What needs to be done - How many lines in the data below have the string "highway"? Reply with the number alone.

Stored data -
-- -- --
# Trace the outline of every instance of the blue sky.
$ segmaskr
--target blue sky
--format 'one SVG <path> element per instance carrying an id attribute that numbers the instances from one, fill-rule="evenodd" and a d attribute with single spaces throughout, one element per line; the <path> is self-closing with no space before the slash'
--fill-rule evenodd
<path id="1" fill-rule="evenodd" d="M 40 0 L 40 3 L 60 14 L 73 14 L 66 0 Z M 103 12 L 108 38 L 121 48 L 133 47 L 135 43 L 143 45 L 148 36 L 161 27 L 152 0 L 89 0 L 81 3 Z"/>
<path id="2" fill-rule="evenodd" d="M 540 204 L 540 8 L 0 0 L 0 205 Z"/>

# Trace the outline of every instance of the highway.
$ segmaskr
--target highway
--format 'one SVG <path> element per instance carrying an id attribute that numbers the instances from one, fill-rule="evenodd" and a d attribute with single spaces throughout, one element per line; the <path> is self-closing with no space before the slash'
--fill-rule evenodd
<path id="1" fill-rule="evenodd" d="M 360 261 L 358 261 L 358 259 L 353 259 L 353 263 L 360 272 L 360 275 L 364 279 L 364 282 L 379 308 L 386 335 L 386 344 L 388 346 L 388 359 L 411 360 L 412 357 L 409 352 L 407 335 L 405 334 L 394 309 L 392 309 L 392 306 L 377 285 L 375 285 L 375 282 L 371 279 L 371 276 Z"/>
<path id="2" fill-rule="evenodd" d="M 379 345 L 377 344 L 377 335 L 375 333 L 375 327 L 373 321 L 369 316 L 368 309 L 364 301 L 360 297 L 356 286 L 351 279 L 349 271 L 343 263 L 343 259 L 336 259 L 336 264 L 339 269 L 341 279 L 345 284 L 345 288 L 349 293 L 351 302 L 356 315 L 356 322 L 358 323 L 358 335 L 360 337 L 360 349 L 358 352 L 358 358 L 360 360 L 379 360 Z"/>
-- -- --
Result of the exercise - 2